↓↓↓

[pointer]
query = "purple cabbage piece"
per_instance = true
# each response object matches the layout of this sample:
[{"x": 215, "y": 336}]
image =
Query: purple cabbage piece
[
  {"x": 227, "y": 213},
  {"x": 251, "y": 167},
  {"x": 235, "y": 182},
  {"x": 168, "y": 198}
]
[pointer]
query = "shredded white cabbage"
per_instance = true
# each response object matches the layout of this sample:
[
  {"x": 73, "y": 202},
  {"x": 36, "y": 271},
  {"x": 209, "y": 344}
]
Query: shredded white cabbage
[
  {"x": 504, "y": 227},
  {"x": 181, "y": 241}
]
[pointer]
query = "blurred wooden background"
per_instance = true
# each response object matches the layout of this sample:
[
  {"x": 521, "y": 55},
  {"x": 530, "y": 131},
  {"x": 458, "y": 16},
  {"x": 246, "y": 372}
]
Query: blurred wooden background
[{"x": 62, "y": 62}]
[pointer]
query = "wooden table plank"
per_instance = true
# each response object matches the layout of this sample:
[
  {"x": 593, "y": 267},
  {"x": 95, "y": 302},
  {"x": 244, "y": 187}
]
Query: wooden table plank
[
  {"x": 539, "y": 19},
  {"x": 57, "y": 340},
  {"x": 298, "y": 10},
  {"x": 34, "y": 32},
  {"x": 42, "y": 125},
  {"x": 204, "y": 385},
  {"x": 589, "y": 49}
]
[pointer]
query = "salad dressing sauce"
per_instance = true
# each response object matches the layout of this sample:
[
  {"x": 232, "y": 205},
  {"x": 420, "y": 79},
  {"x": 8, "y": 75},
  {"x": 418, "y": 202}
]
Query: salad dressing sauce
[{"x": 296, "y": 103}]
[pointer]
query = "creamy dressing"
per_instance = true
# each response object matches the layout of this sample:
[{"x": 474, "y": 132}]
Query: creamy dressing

↑↑↑

**BRIEF**
Without omitting any record, transcribe the data exactly.

**ANSWER TO THE EXERCISE**
[pointer]
query = "purple cabbage piece"
per_instance = true
# each response object matches the layout of this sample:
[{"x": 215, "y": 336}]
image =
Query: purple cabbage piece
[
  {"x": 227, "y": 213},
  {"x": 251, "y": 167},
  {"x": 235, "y": 182},
  {"x": 168, "y": 198}
]
[pointer]
query = "shredded white cabbage"
per_instance = true
# each response object matches the layout of this sample:
[
  {"x": 73, "y": 202},
  {"x": 36, "y": 271},
  {"x": 209, "y": 344}
]
Query: shredded white cabbage
[
  {"x": 504, "y": 227},
  {"x": 181, "y": 241}
]
[pointer]
query = "blurred wooden background"
per_instance = true
# each response object matches the layout of this sample:
[
  {"x": 521, "y": 55},
  {"x": 530, "y": 131},
  {"x": 458, "y": 16},
  {"x": 246, "y": 372}
]
Query: blurred wooden background
[{"x": 62, "y": 62}]
[pointer]
query = "wooden table plank"
per_instance = true
# each response object matches the layout of this sample:
[
  {"x": 593, "y": 267},
  {"x": 95, "y": 302},
  {"x": 244, "y": 187}
]
Query: wooden table plank
[
  {"x": 539, "y": 19},
  {"x": 57, "y": 340},
  {"x": 298, "y": 10},
  {"x": 34, "y": 32},
  {"x": 42, "y": 125},
  {"x": 204, "y": 385},
  {"x": 589, "y": 49}
]
[pointer]
query = "salad dressing sauce"
per_instance = true
# each response object matches the layout of this sample:
[
  {"x": 232, "y": 205},
  {"x": 420, "y": 79},
  {"x": 8, "y": 75},
  {"x": 418, "y": 202}
]
Query: salad dressing sauce
[{"x": 296, "y": 103}]
[pointer]
query = "creamy dressing"
per_instance = true
# each response object matches the layout of this sample:
[{"x": 474, "y": 132}]
Query: creamy dressing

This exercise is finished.